The "rediscovery" of South America by US scholars in the period 1900–1945 provided the basis for a new approach to US foreign relations: the development of an "informal" empire, or soft hegemony. Ricardo Salvatore argues that this informal empire was constructed through the "disciplinary interventions" of US scholars who did research in Latin America. The focused "scientific" research of scholars in archaeology, geography, political science, sociology, and history "apprehended, systematized, and rendered legible the realities of South America" (2). According to Salvatore, this new knowledge and the greater visibility of Latin America were the bases for the development of Latin American Studies as a field in US universities, a development usually considered to be a result of the Cuban Revolution of the 1960s. This scholarship did create a kind of "informal empire" and was the basis for US policy in this period. [End Page 407]

Before 1900, specialized regional knowledge was rare, so that cooperation between scholars and state power was unusual. The advent of new, focused knowledge contributed to the expansion of the Pan-American ideal, which privileged "economic cooperation, cultural engagement, and collective security" in a kind of "hemispherism" (3). In the United States, this approach would provide a transition from Big Stick diplomacy to the Good Neighbor Policy.

According to Salvatore, there were other dimensions of this development: the rise of disciplinary knowledge and professionalism in the US academy, the spread of progressive ideas, the consolidation of the research university, and the expansion of US financial and commercial capital into the territory of South America" (30). Professional associations such as the American Historical Association and the National Geographic Society appeared at the end of the nineteenth century. Some universities, including Harvard, Yale, and Johns Hopkins also emerged as important research institutions in this period.

※

Can you output everything from "Before 1900, specialized" down to "Good Neighbor Policy." in the passage on US scholars and South America, word for word?

Records of labeled points:
※

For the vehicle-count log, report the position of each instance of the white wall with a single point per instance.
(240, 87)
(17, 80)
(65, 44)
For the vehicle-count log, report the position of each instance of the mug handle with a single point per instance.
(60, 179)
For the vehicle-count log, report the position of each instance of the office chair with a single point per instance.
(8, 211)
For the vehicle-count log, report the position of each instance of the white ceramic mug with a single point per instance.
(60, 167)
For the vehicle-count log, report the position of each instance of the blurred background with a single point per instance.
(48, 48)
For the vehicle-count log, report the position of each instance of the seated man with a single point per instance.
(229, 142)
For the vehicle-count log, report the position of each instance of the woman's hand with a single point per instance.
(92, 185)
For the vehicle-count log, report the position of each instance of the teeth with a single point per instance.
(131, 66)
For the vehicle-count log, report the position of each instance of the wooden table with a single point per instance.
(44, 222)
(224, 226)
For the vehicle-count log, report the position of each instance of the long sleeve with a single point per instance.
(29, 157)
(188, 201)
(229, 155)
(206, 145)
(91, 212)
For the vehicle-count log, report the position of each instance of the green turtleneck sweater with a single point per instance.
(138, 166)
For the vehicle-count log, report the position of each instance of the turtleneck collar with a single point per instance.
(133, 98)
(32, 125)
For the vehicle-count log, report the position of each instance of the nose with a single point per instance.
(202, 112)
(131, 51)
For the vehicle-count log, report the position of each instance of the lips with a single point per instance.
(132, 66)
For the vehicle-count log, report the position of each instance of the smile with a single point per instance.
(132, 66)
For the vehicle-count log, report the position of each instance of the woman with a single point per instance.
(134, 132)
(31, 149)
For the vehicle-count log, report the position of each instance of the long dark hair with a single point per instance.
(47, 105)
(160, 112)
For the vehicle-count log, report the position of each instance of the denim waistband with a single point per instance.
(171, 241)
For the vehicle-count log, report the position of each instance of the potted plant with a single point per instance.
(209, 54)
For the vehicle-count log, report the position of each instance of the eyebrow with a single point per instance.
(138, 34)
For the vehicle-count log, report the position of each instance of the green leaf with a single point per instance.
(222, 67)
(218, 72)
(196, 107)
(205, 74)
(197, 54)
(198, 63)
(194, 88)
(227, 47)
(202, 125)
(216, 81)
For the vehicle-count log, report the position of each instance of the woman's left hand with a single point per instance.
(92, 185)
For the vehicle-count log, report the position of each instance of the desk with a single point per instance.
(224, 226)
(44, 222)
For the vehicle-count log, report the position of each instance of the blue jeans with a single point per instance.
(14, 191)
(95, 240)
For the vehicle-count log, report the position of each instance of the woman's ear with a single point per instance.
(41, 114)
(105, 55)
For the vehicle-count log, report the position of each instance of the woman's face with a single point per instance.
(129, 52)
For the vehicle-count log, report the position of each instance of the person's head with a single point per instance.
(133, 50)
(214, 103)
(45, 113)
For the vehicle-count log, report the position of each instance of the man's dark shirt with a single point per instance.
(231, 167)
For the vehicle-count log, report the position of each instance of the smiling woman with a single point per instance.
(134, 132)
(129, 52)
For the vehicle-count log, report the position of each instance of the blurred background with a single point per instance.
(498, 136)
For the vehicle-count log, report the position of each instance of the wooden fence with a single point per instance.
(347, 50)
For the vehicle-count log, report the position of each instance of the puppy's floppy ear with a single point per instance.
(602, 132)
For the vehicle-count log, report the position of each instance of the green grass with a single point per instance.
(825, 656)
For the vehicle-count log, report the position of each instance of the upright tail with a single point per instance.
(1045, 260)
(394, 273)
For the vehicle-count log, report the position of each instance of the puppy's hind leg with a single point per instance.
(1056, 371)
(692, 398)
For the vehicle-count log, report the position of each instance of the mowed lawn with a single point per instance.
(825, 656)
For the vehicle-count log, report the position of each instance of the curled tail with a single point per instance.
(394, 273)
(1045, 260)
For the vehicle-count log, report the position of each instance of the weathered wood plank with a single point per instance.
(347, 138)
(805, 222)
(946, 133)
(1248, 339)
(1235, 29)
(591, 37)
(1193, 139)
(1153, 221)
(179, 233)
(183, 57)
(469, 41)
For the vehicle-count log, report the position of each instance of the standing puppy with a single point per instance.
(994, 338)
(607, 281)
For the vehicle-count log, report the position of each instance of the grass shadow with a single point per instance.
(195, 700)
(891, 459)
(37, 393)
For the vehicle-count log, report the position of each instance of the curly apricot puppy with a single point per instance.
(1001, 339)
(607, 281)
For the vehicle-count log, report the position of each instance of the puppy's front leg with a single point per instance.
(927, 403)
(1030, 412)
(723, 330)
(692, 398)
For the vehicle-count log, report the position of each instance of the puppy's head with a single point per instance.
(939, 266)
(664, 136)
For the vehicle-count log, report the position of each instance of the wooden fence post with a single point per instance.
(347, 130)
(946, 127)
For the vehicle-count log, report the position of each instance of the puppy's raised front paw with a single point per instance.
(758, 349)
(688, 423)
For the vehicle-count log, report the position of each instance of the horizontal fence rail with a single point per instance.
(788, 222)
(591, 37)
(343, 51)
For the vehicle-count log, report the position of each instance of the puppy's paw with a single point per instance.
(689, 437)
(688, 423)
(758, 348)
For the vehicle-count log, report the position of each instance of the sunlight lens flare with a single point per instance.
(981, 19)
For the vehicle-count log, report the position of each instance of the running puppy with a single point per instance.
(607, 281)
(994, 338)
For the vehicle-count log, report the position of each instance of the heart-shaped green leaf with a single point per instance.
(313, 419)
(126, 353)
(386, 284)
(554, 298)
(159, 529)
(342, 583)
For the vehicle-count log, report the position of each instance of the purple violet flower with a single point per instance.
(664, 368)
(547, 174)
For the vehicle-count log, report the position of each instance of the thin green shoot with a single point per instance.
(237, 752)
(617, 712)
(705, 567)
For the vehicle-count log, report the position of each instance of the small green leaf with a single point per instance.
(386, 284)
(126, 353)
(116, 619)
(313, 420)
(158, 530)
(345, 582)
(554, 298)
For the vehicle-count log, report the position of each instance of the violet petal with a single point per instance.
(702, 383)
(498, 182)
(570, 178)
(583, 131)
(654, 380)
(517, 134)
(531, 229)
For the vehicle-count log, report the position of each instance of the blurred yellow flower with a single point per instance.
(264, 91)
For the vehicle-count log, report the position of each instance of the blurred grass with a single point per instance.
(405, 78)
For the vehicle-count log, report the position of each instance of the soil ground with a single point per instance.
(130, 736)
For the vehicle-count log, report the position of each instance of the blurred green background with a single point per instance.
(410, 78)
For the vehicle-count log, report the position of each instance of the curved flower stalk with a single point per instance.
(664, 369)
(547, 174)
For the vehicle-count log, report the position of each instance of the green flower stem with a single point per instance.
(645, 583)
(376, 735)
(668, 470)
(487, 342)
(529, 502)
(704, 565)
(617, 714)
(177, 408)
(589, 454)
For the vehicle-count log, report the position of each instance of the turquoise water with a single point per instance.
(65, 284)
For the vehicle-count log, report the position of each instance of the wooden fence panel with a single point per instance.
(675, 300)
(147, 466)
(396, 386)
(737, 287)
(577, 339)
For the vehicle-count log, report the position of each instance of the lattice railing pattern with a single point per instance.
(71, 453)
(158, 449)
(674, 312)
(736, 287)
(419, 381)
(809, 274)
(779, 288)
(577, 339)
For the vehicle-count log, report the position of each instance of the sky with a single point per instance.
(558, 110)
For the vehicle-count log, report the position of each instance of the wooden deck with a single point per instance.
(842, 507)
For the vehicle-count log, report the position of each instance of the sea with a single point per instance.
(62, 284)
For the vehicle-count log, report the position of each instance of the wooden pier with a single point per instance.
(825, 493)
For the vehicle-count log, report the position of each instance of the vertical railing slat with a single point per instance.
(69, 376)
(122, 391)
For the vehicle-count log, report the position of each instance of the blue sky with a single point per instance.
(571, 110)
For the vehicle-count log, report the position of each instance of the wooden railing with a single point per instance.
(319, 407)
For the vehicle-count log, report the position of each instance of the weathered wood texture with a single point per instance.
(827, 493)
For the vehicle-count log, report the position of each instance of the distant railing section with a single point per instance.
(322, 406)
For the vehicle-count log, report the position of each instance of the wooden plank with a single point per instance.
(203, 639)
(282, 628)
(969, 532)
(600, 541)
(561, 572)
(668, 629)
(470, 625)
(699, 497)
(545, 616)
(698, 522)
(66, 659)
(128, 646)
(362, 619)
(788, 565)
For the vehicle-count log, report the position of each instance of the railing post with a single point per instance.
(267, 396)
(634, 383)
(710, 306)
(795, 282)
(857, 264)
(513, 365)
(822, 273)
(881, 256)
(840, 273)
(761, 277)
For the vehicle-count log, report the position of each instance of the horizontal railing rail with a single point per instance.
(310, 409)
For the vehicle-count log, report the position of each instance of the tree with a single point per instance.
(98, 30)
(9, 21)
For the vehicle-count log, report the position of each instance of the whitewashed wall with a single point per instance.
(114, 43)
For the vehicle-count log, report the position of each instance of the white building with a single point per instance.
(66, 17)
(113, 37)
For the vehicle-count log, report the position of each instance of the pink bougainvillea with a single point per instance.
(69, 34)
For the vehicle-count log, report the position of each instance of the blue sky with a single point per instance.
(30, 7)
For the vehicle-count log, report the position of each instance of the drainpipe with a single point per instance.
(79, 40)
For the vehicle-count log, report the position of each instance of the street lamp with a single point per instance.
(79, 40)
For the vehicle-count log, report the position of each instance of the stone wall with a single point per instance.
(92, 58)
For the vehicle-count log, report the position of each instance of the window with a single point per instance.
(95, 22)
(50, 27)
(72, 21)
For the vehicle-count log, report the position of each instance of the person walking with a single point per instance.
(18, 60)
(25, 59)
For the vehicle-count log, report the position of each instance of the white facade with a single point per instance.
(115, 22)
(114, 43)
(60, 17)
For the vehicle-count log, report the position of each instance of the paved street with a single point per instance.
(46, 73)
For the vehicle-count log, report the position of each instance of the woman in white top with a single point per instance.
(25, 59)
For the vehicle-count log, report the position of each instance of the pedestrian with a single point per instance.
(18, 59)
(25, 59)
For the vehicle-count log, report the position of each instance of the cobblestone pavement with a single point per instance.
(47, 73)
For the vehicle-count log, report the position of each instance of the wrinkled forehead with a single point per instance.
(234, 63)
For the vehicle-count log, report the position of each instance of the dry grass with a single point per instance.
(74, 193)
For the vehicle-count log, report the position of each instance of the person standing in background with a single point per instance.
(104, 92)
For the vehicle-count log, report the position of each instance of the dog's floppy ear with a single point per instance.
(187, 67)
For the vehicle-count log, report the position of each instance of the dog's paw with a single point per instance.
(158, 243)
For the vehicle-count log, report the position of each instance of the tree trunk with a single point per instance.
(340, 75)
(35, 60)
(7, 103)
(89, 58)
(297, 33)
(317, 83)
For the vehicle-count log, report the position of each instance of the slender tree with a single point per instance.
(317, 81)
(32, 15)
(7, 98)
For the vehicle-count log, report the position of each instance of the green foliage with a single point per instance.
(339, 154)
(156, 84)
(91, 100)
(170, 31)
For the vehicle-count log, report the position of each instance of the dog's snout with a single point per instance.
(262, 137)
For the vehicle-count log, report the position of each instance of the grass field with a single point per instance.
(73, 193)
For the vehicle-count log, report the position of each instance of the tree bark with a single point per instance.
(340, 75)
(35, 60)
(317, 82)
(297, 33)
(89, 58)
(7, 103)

※

**IN RESPONSE**
Before 1900, specialized regional knowledge was rare, so that cooperation between scholars and state power was unusual. The advent of new, focused knowledge contributed to the expansion of the Pan-American ideal, which privileged "economic cooperation, cultural engagement, and collective security" in a kind of "hemispherism" (3). In the United States, this approach would provide a transition from Big Stick diplomacy to the Good Neighbor Policy.